- [What is being asked] Can you duplicate, character for character, the lines below that begin at the one containing "Reviewer note: every instance of the overcast" and stop after the one containing "pixel 315 148"?

- [Provided data]

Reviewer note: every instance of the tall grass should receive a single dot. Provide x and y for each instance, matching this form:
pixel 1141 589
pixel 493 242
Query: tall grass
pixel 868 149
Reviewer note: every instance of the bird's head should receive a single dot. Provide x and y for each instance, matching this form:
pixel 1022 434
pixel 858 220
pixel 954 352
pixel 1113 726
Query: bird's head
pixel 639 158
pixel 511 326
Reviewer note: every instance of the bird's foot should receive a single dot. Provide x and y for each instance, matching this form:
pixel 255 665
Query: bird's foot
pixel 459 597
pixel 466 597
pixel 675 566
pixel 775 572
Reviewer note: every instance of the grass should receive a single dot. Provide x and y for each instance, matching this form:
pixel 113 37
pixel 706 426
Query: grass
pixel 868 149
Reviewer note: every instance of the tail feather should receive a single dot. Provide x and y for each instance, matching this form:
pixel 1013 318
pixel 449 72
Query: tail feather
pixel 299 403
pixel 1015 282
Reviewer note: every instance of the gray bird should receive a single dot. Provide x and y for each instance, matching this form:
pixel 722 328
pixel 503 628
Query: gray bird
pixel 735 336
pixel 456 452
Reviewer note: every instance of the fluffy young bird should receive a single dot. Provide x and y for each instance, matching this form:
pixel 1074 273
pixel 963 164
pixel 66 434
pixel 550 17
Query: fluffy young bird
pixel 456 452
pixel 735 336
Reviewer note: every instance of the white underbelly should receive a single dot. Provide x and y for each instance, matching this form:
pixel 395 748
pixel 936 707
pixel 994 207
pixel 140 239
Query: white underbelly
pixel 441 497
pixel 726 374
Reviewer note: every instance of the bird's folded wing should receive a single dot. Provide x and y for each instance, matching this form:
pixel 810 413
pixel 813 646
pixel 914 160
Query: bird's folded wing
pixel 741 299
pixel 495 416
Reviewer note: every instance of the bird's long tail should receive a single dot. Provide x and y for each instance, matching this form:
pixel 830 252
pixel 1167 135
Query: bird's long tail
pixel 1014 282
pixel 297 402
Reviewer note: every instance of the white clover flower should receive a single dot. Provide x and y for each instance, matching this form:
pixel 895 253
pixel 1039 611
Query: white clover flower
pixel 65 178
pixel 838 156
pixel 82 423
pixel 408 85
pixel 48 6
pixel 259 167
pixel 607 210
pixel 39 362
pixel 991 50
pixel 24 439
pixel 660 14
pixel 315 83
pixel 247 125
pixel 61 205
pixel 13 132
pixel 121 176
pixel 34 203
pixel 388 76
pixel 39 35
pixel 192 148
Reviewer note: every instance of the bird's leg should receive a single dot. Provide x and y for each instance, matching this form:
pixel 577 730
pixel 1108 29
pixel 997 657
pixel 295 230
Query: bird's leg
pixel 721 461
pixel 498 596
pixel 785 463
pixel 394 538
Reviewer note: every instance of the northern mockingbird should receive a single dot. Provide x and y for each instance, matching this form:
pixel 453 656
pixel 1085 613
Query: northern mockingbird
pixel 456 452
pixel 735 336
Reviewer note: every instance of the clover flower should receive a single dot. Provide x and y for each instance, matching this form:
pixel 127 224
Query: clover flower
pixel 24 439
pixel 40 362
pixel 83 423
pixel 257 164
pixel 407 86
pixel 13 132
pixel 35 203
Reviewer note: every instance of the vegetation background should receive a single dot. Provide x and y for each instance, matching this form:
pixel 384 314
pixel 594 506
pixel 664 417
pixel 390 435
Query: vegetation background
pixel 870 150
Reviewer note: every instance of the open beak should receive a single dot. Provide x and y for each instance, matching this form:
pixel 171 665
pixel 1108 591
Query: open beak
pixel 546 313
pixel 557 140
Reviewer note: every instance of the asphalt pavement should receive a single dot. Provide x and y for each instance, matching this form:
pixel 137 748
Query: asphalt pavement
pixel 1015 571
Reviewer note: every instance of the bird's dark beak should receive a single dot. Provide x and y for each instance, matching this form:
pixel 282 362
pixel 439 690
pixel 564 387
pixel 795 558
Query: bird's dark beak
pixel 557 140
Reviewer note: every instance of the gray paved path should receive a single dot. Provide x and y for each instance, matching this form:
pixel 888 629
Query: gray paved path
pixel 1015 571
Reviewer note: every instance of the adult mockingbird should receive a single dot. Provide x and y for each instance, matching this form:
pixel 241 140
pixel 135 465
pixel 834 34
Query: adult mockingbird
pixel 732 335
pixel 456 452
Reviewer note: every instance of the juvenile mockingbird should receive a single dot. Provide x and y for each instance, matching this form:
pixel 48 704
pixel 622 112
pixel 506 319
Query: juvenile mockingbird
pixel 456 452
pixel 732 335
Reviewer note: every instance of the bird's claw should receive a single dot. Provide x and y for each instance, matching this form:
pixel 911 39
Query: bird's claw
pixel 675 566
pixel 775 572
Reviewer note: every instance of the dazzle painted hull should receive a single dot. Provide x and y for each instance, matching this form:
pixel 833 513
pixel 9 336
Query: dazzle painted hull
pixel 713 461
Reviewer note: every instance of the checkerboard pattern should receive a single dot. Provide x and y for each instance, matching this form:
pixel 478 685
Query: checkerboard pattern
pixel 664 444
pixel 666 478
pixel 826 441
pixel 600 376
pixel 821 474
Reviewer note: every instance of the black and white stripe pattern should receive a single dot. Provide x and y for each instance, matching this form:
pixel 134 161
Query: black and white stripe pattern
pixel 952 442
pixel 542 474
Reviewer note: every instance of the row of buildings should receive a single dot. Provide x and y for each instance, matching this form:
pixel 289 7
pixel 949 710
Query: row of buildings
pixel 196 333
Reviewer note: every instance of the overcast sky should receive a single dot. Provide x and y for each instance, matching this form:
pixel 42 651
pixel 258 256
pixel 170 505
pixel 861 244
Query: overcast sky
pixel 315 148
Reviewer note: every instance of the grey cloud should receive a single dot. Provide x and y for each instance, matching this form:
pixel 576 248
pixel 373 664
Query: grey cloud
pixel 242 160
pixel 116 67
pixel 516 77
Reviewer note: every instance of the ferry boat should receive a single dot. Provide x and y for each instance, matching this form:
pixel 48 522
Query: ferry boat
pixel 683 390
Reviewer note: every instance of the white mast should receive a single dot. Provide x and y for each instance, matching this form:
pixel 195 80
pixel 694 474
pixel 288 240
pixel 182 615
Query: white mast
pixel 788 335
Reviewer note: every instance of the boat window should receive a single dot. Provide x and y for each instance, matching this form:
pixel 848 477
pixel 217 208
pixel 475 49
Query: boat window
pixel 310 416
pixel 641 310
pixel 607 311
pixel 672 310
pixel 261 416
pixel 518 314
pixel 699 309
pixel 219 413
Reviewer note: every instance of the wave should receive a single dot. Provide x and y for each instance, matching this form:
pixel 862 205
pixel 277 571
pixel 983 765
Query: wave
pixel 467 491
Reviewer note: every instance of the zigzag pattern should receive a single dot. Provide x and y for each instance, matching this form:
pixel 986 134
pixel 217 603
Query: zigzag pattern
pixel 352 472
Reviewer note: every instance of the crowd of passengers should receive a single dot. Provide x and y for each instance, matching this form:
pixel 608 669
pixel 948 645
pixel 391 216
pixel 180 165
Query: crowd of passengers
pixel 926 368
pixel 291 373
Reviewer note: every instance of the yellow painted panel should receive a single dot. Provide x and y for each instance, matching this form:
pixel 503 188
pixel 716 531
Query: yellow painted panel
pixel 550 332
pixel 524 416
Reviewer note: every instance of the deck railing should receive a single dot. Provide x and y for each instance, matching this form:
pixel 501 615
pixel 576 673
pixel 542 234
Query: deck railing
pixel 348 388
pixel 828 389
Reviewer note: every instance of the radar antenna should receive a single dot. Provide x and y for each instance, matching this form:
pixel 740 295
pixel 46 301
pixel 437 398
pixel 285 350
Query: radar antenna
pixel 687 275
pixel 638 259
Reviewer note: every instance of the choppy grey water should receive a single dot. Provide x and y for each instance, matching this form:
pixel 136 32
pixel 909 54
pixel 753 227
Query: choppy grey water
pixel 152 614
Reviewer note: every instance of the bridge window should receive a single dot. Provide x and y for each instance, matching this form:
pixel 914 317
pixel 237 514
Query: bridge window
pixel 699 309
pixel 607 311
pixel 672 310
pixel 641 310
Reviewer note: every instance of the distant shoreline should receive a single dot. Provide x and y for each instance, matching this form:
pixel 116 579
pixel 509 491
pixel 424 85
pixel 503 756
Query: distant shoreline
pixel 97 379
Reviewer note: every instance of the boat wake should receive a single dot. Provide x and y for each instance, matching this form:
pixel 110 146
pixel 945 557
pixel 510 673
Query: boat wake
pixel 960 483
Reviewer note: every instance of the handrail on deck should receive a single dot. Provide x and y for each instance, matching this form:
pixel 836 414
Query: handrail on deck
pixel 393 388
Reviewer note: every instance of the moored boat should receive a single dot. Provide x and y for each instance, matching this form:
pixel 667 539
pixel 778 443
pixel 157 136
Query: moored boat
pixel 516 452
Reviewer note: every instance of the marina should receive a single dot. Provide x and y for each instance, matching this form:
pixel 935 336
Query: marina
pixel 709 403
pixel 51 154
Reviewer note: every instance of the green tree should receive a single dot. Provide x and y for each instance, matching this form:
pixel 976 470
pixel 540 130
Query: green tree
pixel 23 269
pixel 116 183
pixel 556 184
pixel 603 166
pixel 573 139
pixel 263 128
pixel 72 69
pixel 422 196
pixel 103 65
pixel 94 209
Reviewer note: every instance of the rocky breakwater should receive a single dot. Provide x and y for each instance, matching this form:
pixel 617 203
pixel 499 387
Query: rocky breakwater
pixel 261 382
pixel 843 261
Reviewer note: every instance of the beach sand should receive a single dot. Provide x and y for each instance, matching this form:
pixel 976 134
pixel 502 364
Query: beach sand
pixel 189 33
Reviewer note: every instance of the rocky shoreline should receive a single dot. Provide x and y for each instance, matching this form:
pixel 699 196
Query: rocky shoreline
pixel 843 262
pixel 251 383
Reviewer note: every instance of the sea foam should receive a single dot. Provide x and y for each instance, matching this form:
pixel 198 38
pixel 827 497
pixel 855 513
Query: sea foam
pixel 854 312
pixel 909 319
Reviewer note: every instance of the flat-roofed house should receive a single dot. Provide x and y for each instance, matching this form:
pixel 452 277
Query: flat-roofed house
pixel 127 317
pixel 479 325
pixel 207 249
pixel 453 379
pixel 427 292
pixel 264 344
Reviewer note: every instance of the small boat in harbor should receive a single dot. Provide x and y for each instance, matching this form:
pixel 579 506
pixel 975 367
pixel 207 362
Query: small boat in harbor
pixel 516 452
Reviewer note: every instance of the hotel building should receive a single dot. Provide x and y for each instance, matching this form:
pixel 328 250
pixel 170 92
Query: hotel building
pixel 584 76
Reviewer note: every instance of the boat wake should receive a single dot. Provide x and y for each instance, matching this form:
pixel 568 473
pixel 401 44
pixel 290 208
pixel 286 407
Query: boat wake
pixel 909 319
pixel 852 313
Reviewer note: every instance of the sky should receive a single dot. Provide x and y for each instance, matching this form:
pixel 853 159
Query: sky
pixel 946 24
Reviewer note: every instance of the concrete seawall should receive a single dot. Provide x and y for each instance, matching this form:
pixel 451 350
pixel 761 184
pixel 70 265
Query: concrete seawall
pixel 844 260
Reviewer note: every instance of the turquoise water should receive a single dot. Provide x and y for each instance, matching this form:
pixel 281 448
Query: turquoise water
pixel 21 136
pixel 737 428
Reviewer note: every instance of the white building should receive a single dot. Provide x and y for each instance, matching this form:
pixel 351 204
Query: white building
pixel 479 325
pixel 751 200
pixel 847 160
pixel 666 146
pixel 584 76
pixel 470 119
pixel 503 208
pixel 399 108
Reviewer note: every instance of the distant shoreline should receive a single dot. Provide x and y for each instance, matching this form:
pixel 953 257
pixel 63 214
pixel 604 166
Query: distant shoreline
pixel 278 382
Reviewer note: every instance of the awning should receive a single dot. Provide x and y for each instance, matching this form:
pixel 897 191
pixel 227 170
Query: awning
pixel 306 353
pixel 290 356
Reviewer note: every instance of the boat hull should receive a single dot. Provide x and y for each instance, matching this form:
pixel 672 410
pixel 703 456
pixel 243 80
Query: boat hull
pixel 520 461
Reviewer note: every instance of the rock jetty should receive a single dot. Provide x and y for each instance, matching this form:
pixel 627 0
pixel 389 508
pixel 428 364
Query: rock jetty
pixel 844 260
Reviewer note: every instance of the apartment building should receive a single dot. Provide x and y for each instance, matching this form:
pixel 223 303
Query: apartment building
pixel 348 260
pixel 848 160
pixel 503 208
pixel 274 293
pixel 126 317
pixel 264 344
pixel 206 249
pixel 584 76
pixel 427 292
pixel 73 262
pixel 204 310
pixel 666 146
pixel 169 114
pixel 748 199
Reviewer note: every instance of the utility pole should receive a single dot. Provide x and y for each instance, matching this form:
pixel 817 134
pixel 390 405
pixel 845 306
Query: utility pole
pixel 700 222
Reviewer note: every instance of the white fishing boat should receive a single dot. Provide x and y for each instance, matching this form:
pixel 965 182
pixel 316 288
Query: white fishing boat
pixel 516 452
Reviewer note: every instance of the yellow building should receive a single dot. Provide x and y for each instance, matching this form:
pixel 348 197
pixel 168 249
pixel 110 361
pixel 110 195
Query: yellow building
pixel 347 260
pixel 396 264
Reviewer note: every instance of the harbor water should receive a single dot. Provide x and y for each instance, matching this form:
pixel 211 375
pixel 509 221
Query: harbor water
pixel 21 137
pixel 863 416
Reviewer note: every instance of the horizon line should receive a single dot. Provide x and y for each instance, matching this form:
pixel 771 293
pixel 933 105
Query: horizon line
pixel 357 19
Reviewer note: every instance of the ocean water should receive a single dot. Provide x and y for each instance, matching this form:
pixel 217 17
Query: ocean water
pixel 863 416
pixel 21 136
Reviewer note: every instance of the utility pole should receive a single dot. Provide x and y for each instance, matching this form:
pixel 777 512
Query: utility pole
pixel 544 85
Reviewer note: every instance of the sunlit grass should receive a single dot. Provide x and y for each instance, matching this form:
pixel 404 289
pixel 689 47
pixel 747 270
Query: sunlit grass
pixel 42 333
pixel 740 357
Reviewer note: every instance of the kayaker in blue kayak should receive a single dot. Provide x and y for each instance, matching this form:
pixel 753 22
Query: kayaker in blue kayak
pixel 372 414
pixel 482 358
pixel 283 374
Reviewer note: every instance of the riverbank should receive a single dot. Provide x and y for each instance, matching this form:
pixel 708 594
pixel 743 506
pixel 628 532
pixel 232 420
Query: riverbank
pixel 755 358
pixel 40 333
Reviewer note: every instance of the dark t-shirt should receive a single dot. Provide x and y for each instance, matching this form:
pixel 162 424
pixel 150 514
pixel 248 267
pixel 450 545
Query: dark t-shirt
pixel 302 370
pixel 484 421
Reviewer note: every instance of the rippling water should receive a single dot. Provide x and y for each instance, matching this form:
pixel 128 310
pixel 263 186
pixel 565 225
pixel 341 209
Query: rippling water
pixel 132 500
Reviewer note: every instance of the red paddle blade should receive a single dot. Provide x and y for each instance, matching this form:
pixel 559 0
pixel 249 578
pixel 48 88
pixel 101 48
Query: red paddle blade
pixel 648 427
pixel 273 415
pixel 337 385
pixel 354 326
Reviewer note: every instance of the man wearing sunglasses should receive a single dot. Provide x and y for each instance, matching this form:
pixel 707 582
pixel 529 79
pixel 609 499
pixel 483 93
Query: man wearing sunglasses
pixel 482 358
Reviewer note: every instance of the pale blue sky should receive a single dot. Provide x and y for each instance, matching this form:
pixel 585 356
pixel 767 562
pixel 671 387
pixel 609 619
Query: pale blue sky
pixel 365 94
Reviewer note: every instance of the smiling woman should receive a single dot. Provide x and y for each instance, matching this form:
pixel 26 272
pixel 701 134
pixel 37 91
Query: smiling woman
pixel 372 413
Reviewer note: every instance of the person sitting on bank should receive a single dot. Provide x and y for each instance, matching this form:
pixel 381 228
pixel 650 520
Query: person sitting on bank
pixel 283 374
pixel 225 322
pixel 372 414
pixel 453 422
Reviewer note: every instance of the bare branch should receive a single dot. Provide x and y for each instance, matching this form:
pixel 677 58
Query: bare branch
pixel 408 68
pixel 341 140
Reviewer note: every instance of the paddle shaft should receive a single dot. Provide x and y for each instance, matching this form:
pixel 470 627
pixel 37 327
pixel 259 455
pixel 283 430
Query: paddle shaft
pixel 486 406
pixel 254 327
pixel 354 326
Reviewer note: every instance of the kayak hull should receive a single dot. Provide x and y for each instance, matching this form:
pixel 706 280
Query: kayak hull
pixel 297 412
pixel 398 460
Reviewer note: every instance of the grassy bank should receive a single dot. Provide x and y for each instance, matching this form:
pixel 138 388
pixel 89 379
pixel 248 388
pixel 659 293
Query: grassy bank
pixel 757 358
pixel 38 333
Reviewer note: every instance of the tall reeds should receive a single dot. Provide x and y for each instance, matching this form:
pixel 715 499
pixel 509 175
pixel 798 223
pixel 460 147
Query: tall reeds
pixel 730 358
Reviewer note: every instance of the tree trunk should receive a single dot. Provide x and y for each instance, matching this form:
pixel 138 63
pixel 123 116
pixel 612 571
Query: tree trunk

- [Answer below]
Reviewer note: every instance of the overcast sky should receive a single dot. Provide x and y for each instance, matching this form:
pixel 42 651
pixel 258 256
pixel 170 505
pixel 861 244
Query: overcast sky
pixel 315 148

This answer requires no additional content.